• _Your goal_:
Provide an exact copy of the lines from the beginning of the records through the line that includes "If you could tag each instance of the grey", and of no others.

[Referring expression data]
***
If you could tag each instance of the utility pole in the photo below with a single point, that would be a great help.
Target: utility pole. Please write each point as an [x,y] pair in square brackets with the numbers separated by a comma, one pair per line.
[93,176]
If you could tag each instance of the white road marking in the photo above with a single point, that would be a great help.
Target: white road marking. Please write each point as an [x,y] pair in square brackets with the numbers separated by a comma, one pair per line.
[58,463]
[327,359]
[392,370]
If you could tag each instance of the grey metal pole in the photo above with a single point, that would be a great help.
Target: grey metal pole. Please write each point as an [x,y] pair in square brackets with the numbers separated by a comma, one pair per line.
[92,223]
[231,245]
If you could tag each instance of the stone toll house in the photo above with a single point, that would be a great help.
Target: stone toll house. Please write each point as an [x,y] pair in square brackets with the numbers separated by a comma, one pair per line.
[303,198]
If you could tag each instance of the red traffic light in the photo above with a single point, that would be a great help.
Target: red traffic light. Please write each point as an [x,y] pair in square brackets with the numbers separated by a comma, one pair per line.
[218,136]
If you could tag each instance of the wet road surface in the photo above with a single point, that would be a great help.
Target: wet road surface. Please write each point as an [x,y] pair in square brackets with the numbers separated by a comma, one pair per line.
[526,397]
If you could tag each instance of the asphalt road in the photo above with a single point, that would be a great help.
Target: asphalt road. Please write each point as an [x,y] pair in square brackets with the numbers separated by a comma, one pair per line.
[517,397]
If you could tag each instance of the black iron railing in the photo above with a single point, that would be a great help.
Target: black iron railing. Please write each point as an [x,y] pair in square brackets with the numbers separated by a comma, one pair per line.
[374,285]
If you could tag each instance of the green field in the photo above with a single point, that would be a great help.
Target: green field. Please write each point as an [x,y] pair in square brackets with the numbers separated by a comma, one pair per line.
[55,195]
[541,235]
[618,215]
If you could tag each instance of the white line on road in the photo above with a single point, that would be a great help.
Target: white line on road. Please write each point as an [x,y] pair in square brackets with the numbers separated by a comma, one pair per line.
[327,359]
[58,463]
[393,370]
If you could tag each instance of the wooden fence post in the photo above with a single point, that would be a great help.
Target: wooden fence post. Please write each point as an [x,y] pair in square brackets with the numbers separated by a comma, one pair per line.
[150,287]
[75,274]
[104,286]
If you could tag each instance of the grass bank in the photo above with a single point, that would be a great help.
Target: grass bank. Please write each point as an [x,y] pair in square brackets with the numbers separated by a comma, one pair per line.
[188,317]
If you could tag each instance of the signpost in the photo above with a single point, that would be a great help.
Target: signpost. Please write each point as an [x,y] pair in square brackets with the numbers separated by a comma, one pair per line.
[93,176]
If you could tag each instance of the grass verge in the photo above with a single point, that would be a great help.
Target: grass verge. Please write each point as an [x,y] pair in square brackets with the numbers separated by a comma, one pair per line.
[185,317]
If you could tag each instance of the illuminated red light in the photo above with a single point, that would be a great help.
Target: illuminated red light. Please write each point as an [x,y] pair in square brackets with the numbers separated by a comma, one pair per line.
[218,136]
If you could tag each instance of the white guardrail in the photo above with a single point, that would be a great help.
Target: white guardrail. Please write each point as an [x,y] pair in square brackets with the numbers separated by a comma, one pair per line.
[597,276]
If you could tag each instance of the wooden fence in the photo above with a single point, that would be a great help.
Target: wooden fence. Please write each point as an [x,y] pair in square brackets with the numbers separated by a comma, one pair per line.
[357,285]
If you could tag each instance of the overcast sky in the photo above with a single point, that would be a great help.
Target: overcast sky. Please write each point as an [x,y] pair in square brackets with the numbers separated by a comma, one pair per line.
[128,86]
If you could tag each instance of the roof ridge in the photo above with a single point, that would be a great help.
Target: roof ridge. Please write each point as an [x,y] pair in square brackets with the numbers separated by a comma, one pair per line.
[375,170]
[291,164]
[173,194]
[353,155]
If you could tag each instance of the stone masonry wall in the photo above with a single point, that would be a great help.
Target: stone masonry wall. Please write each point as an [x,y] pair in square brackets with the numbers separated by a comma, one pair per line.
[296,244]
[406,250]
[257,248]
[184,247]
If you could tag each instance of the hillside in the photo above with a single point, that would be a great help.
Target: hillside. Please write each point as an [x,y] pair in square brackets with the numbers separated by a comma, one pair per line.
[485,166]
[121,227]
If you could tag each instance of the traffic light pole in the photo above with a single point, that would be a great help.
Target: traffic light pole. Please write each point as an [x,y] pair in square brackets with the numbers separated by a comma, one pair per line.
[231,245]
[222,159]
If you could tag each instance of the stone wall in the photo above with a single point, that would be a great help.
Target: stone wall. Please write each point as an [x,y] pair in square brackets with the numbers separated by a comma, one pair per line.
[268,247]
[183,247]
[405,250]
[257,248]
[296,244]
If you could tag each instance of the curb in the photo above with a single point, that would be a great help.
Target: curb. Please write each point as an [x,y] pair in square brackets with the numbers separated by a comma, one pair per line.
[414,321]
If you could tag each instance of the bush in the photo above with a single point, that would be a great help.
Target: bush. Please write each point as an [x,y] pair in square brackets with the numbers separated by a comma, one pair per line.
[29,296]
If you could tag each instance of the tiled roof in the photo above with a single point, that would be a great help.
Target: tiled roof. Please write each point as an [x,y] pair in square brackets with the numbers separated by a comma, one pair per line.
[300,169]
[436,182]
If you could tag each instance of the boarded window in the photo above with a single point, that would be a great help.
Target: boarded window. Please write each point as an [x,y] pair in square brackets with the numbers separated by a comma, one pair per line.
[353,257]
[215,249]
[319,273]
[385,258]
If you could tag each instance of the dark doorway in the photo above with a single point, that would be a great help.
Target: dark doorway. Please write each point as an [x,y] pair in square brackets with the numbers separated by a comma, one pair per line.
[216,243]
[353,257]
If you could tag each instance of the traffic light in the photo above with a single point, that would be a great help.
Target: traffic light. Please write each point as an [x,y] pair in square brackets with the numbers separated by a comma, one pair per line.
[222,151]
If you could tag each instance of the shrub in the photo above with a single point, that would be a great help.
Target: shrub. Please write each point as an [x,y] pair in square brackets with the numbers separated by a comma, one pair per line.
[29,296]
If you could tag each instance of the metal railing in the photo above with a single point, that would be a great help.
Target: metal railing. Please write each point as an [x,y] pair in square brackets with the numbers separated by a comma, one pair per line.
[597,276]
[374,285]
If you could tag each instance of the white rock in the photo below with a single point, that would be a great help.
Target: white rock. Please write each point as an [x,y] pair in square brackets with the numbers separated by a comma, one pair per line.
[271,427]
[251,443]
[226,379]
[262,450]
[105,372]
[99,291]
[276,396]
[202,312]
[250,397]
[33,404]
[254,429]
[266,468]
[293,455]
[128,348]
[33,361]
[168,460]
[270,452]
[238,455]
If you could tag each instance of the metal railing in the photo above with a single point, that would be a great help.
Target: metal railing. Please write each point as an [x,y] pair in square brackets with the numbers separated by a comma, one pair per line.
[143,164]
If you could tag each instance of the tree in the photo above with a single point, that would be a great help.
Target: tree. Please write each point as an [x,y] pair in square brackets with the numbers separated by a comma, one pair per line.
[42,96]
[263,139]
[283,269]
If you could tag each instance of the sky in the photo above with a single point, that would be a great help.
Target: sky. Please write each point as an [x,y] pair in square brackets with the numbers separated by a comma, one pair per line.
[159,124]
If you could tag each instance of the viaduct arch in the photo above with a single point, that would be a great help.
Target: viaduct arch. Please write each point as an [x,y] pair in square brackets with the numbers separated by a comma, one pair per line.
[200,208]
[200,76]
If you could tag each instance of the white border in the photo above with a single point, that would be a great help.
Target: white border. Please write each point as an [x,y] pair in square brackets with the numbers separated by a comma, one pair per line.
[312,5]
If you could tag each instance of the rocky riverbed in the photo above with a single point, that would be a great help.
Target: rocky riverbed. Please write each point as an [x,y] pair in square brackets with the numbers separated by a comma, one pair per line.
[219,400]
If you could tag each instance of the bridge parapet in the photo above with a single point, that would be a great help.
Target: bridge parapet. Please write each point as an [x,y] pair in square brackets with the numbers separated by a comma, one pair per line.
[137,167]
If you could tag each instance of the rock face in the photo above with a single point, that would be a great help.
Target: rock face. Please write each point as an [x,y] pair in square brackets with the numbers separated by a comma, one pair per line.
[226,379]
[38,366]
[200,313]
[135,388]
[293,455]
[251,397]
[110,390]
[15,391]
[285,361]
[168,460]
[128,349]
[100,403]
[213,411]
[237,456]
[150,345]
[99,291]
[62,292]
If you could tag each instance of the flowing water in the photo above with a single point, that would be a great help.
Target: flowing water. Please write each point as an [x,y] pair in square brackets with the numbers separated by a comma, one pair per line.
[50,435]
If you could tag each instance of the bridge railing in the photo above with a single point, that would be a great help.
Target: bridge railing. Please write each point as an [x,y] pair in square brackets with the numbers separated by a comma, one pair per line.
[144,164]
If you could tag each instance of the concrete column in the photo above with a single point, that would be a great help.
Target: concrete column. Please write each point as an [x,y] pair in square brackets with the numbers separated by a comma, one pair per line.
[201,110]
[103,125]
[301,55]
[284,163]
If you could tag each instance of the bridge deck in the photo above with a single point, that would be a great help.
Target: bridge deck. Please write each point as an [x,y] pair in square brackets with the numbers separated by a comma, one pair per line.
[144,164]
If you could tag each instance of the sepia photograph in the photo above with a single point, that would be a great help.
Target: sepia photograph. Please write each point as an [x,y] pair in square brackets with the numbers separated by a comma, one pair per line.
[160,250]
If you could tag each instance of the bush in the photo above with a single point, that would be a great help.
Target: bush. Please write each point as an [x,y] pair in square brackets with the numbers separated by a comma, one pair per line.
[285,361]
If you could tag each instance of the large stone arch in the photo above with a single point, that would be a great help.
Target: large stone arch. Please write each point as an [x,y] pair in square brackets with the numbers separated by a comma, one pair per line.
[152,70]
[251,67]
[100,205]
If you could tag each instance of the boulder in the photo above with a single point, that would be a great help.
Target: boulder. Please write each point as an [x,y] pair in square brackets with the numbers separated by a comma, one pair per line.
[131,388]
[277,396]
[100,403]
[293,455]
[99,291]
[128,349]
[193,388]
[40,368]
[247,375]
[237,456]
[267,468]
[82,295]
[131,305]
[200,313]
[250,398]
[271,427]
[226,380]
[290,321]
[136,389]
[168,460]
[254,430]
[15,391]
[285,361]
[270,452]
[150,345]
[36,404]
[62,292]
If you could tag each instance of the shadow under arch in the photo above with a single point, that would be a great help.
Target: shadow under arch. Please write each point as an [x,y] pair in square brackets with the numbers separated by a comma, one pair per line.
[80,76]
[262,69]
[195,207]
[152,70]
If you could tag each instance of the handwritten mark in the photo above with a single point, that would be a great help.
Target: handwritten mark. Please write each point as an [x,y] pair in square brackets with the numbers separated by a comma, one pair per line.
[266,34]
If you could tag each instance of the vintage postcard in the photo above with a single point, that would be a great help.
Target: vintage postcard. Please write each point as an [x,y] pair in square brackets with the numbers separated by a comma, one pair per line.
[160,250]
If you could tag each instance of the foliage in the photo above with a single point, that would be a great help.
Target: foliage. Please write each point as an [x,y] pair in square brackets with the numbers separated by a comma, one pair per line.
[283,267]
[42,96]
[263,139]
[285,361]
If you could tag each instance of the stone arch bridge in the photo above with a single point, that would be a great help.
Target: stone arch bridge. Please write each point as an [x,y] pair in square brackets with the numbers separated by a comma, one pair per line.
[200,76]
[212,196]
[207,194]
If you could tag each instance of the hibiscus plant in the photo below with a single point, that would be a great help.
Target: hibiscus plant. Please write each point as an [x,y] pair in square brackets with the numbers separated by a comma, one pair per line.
***
• _Exercise output_:
If you could tag each instance of the utility pole in the photo below with a single point, that would be a great help.
Target: utility pole. Please write each point as an [x,y] pair in square brackets with the numbers separated by a comma, one pair per line.
[93,176]
If you could tag each instance of the white road marking in the photo above with a single point, that would be a great help.
Target: white road marking. Please write each point as an [x,y] pair in square brackets with the numbers separated by a comma, one pair per line.
[58,463]
[327,359]
[392,370]
If you could tag each instance of the grey metal pole in the photo above with a single point, that would be a great help.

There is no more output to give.